Revisiting Random Walks for Learning on Graphs
Jinwoo Kim, Olga Zaghen*, Ayhan Suleymanzade*, Youngmin Ryou, Seunghoon Hong (* equal contribution)
ICLR 2025 (Spotlight Presentation)
- Mar 4, 2025: Full code release.
- Sep 28, 2024: Released the code for random walks and their records, and DeBERTa experiments.
Using Dockerfile
(recommended)
git clone https://github.com/jw9730/random-walk.git random-walk
cd random-walk
docker build --no-cache --tag rw:latest .
docker run -it --gpus all --ipc host --name rw -v /home:/home rw:latest bash
# upon completion, you should be at /random-walk inside the container
Using pip
git clone https://github.com/jw9730/random-walk.git random-walk
cd random-walk
bash install.sh
If using Gaudi v2 HPU accelerators for DeBERTa experiments, additionally run
pip3 install lightning-habana
and change accelerator:gpu
in configs/[DATASET]/[MODEL].yaml
to accelerator:hpu
.

→ **Available data**
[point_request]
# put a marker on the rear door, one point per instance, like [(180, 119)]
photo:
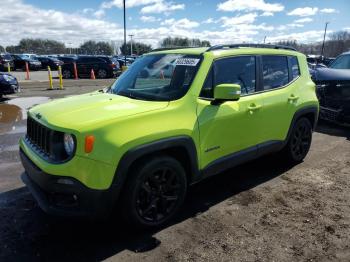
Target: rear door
[(232, 126), (280, 75)]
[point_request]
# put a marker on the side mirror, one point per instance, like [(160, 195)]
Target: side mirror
[(227, 92)]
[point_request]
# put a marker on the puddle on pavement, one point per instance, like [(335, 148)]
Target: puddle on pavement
[(14, 111)]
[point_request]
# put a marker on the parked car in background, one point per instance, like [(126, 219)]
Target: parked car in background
[(333, 89), (52, 62), (6, 61), (20, 62), (8, 84), (112, 61), (319, 61), (102, 68), (67, 59)]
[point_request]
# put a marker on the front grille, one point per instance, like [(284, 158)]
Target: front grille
[(39, 137)]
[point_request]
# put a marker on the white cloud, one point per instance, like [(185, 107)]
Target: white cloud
[(249, 5), (304, 20), (148, 6), (267, 14), (182, 23), (99, 13), (328, 10), (161, 7), (128, 3), (304, 11), (209, 21), (148, 19), (304, 37), (237, 20), (20, 20)]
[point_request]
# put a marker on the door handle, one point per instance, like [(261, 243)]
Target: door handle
[(254, 107), (293, 98)]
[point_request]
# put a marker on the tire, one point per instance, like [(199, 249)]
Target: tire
[(102, 73), (299, 141), (66, 74), (154, 192)]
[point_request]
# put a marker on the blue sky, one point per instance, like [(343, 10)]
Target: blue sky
[(219, 21)]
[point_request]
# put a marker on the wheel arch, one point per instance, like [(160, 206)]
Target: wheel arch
[(310, 112), (182, 148)]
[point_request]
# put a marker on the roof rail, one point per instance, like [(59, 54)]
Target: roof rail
[(229, 46), (173, 47)]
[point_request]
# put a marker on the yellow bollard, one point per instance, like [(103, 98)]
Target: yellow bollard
[(50, 78), (60, 77)]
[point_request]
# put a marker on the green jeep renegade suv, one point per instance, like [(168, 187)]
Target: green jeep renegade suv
[(173, 118)]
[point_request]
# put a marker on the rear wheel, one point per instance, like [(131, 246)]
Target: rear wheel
[(299, 142), (154, 192), (102, 73), (66, 74)]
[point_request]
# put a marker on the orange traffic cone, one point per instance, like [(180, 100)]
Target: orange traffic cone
[(92, 75), (161, 76)]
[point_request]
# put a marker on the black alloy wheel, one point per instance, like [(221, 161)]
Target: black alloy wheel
[(102, 73), (300, 140), (66, 74), (155, 192)]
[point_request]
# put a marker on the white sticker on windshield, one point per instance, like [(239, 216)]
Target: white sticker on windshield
[(187, 61)]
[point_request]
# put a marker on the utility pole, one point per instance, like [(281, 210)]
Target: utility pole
[(131, 44), (324, 39), (124, 34)]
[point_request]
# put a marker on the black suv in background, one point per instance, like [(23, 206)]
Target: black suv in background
[(5, 61), (333, 89), (103, 68), (20, 62)]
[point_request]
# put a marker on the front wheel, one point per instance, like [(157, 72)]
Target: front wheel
[(299, 142), (154, 192), (102, 73), (66, 74)]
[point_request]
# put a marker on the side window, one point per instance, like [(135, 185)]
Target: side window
[(233, 70), (294, 65), (236, 70), (207, 89), (342, 62), (275, 71)]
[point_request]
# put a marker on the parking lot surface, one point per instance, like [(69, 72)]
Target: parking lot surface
[(261, 211)]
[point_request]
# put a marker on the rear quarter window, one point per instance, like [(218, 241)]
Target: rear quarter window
[(294, 66), (275, 71)]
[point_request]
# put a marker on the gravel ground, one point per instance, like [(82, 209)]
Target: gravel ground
[(261, 211)]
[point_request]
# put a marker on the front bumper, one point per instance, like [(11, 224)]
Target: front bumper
[(70, 198), (334, 115), (7, 88)]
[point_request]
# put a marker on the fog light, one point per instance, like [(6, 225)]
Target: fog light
[(65, 181)]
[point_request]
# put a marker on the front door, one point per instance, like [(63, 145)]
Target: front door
[(232, 126)]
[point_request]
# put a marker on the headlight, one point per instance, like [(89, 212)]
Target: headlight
[(7, 78), (69, 144)]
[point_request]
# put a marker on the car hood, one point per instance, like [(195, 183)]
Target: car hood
[(91, 110), (328, 74)]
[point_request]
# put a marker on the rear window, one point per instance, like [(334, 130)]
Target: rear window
[(294, 65), (342, 62), (275, 71)]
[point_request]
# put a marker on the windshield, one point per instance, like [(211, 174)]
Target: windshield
[(162, 77), (342, 62), (6, 56)]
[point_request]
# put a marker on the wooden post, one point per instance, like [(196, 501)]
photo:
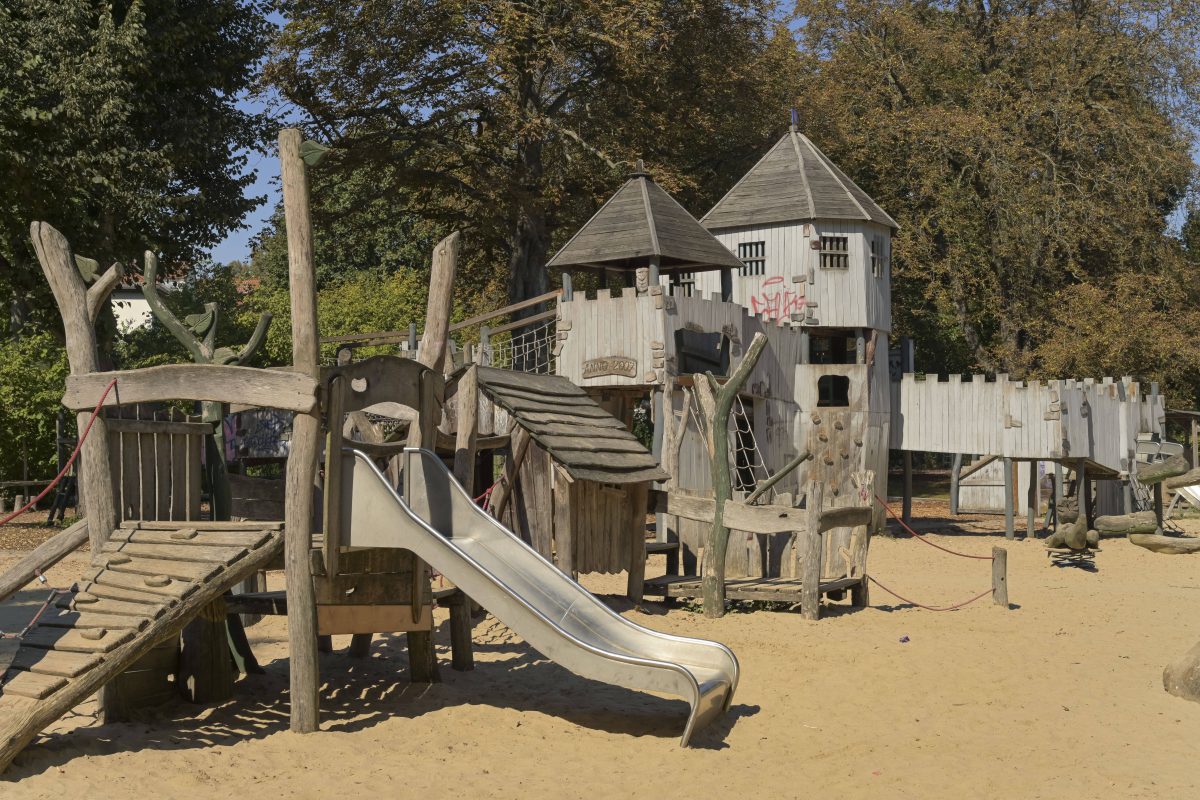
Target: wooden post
[(1031, 503), (1057, 494), (1000, 576), (435, 341), (810, 563), (305, 679), (1009, 530), (79, 306), (467, 429), (955, 468), (636, 493)]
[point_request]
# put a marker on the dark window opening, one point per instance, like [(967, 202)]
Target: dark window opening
[(835, 252), (753, 257), (699, 352), (833, 391)]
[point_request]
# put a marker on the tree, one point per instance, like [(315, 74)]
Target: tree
[(1025, 149), (510, 119), (119, 122)]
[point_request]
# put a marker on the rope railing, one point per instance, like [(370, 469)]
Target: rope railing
[(999, 558)]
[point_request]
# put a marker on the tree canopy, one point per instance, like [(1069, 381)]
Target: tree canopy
[(119, 124), (508, 120), (1032, 152)]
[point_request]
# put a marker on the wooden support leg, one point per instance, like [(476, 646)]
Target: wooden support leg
[(462, 659), (636, 583), (1031, 503), (954, 482), (205, 666), (423, 663), (1009, 530), (906, 511), (360, 645)]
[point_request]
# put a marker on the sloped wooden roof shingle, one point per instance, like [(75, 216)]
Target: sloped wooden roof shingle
[(793, 182), (585, 439), (639, 222)]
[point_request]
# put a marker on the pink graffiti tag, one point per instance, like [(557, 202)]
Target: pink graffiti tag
[(774, 300)]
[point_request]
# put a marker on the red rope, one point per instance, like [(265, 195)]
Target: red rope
[(929, 608), (922, 539), (70, 461)]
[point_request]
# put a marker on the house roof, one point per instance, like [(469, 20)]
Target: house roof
[(639, 222), (793, 182), (563, 420)]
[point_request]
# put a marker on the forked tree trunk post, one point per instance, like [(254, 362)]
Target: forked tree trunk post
[(723, 485), (305, 443), (79, 306)]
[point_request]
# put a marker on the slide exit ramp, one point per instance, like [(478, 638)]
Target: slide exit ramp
[(556, 615)]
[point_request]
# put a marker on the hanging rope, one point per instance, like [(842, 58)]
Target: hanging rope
[(922, 539), (66, 468), (929, 608)]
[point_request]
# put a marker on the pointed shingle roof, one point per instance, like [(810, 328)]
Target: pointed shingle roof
[(637, 223), (793, 182)]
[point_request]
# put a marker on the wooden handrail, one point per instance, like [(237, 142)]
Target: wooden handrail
[(42, 558), (400, 336), (292, 391)]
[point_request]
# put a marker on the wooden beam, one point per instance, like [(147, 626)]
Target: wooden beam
[(291, 391), (42, 558), (305, 677)]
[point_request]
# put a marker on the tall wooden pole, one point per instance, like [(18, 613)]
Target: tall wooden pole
[(79, 306), (305, 443)]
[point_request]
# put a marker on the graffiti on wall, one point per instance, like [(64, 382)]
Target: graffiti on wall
[(775, 300)]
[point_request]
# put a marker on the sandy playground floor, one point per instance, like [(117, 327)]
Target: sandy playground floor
[(1060, 697)]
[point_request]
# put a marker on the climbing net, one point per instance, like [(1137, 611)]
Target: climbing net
[(532, 350)]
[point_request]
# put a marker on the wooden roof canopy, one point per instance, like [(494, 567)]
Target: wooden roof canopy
[(793, 182), (581, 437), (640, 223)]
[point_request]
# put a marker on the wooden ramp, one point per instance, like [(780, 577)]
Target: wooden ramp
[(151, 579)]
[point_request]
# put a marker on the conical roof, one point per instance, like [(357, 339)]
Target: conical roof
[(639, 222), (793, 182)]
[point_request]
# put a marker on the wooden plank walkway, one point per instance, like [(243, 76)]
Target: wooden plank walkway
[(150, 581)]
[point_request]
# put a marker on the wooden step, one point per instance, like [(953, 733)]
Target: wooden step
[(129, 595), (94, 619), (247, 539), (193, 571), (147, 584), (106, 606), (178, 552), (33, 685), (71, 641), (55, 662)]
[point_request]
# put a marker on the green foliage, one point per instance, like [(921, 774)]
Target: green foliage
[(119, 125), (1031, 152), (513, 120), (33, 377)]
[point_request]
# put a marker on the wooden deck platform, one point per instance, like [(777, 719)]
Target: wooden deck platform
[(767, 589)]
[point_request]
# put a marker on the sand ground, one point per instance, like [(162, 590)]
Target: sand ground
[(1059, 697)]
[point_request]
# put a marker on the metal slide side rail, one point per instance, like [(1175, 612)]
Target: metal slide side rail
[(556, 615)]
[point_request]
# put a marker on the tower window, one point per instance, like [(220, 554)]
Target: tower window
[(835, 252), (879, 256), (754, 257)]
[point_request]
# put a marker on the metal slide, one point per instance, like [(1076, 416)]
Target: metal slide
[(556, 615)]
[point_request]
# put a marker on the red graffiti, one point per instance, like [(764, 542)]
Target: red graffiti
[(774, 300)]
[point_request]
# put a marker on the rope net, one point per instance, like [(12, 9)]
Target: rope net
[(532, 350)]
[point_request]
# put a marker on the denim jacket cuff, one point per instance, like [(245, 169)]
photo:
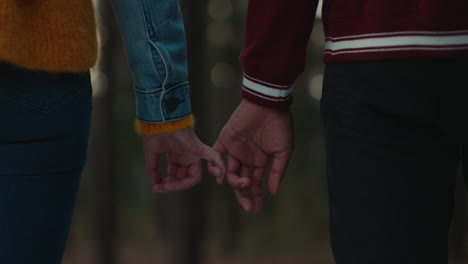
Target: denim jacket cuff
[(163, 105), (167, 127)]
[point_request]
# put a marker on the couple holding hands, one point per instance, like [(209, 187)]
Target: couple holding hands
[(393, 107)]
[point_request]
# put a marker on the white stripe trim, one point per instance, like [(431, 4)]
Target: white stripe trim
[(395, 49), (267, 98), (393, 42), (266, 90), (269, 84), (434, 33)]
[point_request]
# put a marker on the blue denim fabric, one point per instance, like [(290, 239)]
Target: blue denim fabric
[(154, 36), (45, 120)]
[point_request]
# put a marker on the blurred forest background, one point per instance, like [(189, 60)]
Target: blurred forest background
[(119, 220)]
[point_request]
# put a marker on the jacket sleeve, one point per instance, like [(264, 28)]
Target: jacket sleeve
[(275, 43), (154, 38)]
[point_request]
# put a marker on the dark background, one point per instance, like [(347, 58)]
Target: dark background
[(119, 220)]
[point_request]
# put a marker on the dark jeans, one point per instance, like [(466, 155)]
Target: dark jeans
[(395, 132), (45, 121)]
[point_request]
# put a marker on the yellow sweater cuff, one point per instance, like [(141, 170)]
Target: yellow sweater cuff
[(143, 128)]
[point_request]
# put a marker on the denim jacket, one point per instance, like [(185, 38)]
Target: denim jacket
[(154, 37)]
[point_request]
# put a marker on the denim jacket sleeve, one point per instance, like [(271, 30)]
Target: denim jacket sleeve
[(154, 37)]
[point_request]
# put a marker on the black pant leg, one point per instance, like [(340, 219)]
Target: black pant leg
[(391, 160)]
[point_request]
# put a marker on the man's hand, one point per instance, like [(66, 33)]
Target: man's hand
[(184, 151), (253, 136)]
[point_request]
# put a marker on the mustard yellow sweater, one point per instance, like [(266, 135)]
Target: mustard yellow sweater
[(57, 36)]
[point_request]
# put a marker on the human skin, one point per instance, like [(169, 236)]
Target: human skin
[(184, 152), (253, 137)]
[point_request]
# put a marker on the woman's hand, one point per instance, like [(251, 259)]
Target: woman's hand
[(184, 152)]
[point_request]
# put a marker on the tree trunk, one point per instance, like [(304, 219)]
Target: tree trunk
[(106, 174)]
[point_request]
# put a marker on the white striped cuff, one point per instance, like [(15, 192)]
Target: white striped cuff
[(265, 90)]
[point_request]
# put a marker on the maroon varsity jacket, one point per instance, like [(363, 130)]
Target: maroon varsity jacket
[(277, 32)]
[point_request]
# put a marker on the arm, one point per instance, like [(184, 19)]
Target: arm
[(154, 37), (276, 36), (260, 131)]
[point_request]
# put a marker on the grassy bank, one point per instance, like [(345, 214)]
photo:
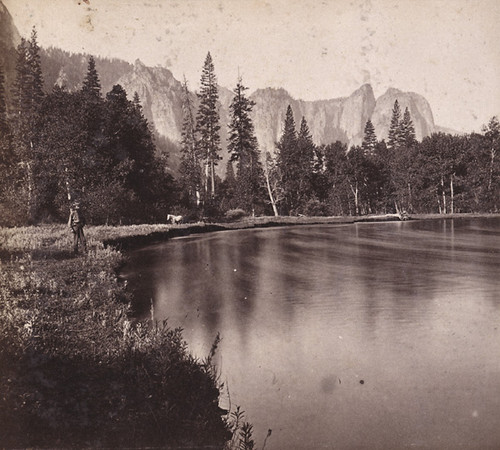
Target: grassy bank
[(74, 372)]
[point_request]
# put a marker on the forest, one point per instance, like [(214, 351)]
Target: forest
[(99, 149)]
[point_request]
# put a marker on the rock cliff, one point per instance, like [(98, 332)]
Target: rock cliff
[(161, 95), (9, 40)]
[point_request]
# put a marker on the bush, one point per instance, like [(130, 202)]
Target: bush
[(235, 214), (75, 372)]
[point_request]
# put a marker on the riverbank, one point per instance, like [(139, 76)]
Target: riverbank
[(74, 372), (126, 238)]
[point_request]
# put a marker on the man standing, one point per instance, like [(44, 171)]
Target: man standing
[(76, 222)]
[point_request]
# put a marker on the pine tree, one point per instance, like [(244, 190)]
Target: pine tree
[(92, 119), (370, 139), (91, 84), (35, 67), (3, 106), (394, 137), (243, 148), (305, 160), (28, 96), (407, 130), (190, 167), (287, 162), (207, 122)]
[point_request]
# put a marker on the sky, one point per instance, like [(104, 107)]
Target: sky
[(446, 50)]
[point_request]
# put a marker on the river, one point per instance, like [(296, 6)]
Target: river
[(374, 335)]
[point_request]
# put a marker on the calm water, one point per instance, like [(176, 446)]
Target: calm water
[(370, 335)]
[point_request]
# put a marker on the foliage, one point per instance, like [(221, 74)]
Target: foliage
[(243, 147), (207, 122), (235, 214), (76, 372)]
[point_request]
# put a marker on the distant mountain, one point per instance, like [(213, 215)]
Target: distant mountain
[(420, 112), (9, 40), (160, 92), (340, 119)]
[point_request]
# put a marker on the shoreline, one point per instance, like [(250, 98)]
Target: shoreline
[(159, 233), (73, 363)]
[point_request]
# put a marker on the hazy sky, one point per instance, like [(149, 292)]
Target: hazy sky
[(446, 50)]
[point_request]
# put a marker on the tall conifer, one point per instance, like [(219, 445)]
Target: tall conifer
[(370, 139), (394, 137), (244, 149), (407, 130), (190, 167), (287, 162)]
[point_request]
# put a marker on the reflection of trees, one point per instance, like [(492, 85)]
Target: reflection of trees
[(381, 272)]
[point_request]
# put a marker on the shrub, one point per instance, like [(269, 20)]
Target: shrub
[(75, 372), (235, 214)]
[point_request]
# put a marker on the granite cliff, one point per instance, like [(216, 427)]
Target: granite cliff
[(161, 95)]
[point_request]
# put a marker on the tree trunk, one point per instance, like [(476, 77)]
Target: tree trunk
[(410, 206), (356, 200), (452, 208), (206, 178), (212, 175), (493, 154), (443, 193), (269, 190)]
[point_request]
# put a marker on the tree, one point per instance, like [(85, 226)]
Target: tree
[(190, 167), (207, 122), (244, 150), (91, 85), (492, 135), (337, 186), (287, 163), (306, 153), (370, 139), (8, 164), (3, 106), (394, 137), (28, 96), (407, 130)]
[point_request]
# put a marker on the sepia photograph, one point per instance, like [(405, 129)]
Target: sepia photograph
[(250, 224)]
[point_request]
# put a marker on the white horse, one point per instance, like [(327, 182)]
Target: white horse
[(173, 219)]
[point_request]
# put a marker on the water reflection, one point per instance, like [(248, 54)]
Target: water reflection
[(306, 314)]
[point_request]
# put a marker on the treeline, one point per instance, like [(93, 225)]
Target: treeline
[(80, 145), (100, 150), (442, 174)]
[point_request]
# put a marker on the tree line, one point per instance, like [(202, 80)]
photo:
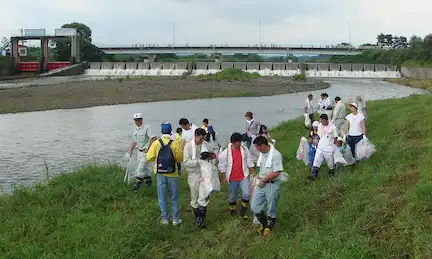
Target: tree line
[(396, 50)]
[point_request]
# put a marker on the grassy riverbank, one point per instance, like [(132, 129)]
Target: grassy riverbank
[(71, 95), (416, 83), (380, 209)]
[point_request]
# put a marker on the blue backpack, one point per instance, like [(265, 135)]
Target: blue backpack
[(166, 163)]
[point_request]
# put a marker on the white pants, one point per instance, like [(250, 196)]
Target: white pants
[(197, 191), (320, 156), (143, 165)]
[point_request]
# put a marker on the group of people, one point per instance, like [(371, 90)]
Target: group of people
[(249, 163), (335, 132)]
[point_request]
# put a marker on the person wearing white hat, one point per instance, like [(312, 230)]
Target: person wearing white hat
[(356, 127), (141, 140)]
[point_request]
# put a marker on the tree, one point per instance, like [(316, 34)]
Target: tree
[(88, 50)]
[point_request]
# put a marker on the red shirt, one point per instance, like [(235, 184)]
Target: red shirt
[(237, 167)]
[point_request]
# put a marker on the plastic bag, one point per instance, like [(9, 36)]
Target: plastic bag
[(209, 178), (364, 149), (307, 120), (303, 151)]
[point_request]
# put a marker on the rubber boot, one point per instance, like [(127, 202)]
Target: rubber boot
[(233, 208), (243, 210), (138, 183), (270, 225), (263, 222), (147, 181), (202, 212)]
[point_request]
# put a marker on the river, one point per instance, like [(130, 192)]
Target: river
[(68, 139)]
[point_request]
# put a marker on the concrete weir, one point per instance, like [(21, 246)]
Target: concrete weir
[(119, 65), (95, 65), (131, 65), (252, 66), (107, 65)]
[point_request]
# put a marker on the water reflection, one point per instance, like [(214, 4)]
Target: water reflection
[(67, 139)]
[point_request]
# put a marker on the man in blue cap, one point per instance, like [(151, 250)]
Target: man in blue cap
[(167, 154)]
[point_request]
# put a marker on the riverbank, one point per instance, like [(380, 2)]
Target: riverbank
[(82, 94), (415, 83), (380, 209)]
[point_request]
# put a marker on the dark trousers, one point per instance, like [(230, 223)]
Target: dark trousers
[(352, 141)]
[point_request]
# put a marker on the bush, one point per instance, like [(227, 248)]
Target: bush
[(229, 74)]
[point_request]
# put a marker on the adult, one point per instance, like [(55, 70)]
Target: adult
[(309, 107), (325, 105), (267, 192), (339, 114), (251, 129), (141, 140), (234, 165), (356, 127), (167, 154), (327, 134), (191, 155), (188, 130), (362, 107)]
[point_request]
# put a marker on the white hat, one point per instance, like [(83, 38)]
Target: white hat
[(137, 116), (354, 104)]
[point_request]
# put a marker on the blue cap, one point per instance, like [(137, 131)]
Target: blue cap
[(166, 128)]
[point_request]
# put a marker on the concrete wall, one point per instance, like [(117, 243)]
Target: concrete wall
[(323, 67), (95, 65), (107, 65), (417, 73), (119, 65), (358, 67), (143, 65), (292, 66), (252, 66), (131, 65), (225, 65), (7, 67), (240, 65)]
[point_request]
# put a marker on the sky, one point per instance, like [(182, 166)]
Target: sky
[(239, 22)]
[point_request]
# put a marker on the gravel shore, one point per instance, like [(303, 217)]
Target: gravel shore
[(80, 94)]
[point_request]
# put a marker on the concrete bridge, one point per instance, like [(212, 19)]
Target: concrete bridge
[(265, 68), (231, 50)]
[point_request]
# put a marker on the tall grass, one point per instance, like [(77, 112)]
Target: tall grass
[(378, 209)]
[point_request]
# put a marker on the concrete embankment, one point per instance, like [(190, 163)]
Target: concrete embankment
[(263, 68)]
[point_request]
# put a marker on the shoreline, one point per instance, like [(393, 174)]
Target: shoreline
[(84, 94), (377, 205)]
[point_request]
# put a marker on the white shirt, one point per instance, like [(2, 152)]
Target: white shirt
[(326, 142), (309, 107), (355, 128), (189, 134)]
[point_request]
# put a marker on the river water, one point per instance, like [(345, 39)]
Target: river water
[(68, 139)]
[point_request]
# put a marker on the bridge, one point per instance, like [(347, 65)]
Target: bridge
[(231, 50)]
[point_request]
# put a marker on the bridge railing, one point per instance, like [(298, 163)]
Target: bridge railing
[(218, 46)]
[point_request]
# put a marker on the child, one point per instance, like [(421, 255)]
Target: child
[(313, 142)]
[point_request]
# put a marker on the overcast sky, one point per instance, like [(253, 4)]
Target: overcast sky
[(287, 22)]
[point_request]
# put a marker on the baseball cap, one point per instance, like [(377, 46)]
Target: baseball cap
[(137, 116)]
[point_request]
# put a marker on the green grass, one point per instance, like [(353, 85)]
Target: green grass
[(380, 209), (231, 74), (416, 83)]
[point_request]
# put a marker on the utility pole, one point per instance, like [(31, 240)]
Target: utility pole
[(260, 28)]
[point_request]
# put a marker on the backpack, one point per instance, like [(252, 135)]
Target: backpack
[(166, 163)]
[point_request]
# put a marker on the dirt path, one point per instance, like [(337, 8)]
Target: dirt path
[(109, 92)]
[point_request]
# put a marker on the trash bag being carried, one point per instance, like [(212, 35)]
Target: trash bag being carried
[(364, 149), (303, 151), (210, 178), (307, 120)]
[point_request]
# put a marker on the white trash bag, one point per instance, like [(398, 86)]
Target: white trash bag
[(210, 178), (303, 151), (364, 149)]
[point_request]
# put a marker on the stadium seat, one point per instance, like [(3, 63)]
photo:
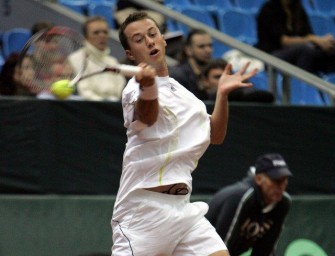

→ **Tasks to perform**
(a) Using the random-walk repository page, answer these:
(i) On what date was the full code released?
(ii) In the pip setup, which command follows the change into the random-walk directory?
(iii) For Gaudi v2 HPU accelerators, what should accelerator:gpu be changed to?
(b) Please return each line of the rows that contains the word "step".

→ **The responses**
(a)
(i) Mar 4, 2025
(ii) bash install.sh
(iii) accelerator:hpu

(b)
# put a marker on the wooden step, one point per instance, like [(953, 733)]
Target: wooden step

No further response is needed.